*Written task*
Copy the lines verbatim, beginning with the line that contains "Task: each instance of the mud" and continuing through the end of the data, and only those lines.

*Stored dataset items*
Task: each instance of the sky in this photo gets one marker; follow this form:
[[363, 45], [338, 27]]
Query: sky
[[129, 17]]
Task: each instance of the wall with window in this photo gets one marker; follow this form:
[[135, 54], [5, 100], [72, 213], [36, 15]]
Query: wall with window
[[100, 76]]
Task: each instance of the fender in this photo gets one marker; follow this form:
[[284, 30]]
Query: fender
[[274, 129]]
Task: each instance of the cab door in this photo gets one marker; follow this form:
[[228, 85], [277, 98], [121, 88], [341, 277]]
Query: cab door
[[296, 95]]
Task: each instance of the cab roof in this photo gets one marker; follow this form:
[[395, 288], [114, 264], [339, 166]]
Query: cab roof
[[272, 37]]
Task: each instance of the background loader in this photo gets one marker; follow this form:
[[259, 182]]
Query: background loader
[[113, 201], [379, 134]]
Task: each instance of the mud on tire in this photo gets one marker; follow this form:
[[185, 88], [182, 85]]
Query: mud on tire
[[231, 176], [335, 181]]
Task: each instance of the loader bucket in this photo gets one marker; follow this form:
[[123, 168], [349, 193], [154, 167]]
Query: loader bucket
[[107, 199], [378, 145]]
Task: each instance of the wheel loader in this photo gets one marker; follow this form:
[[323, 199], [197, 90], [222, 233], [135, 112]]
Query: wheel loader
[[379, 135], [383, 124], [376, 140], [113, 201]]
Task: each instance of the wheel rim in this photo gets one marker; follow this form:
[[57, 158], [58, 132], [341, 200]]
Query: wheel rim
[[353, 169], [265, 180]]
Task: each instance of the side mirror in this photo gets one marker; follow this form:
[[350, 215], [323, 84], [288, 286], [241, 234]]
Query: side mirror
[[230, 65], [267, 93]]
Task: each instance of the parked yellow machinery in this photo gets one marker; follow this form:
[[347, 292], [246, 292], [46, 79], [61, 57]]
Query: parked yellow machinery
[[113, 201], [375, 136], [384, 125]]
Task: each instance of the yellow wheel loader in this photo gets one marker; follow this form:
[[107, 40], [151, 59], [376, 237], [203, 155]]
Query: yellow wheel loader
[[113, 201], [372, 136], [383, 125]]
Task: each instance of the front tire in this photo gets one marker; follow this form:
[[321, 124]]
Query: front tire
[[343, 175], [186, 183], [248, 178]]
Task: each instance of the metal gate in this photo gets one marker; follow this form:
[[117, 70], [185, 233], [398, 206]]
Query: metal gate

*Response to the exercise*
Task: each instance of the mud on tire in this photo gets one marker; follow this form:
[[185, 88], [182, 85]]
Query: mud on tire
[[231, 176], [335, 181]]
Task: each instance of the loader bucket in this photo gets one marker; follow this form:
[[123, 168], [349, 193], [154, 167]]
Query: loader bucket
[[107, 199], [378, 145]]
Task: each instance of the wheel loader in this photo gets one marker; follow this form:
[[323, 199], [197, 90], [222, 233], [135, 112]]
Query: wheel loader
[[379, 135], [383, 124], [376, 140], [113, 201]]
Task: each instance of the wheel rim in this photo gets one marker; follow this form:
[[57, 158], [58, 132], [341, 200]]
Query: wheel rim
[[353, 169], [265, 180]]
Task: each instance of the side mirror in this photo gets one marker; follow this form:
[[350, 215], [323, 84], [288, 286], [241, 234]]
Query: side mirror
[[230, 65], [267, 93]]
Task: each instance of the parked yellow machinery in this photo gets one marker; follow this form:
[[347, 292], [246, 292], [46, 79], [61, 57]]
Query: parked yellow machinery
[[113, 201], [375, 136], [384, 125]]
Task: each instance of the yellow wheel loader in this photo gets one marker; follow this form:
[[107, 40], [151, 59], [376, 237], [203, 155]]
Query: yellow wheel loader
[[113, 201], [372, 136], [383, 125]]
Task: each instance of the front tire in this photo gets one marker; follow this form:
[[321, 124]]
Query: front tire
[[343, 175], [186, 183], [248, 178]]
Task: each instance of the metal gate in this photo gets one marker; follow this form:
[[117, 70], [185, 233], [398, 206]]
Query: metal gate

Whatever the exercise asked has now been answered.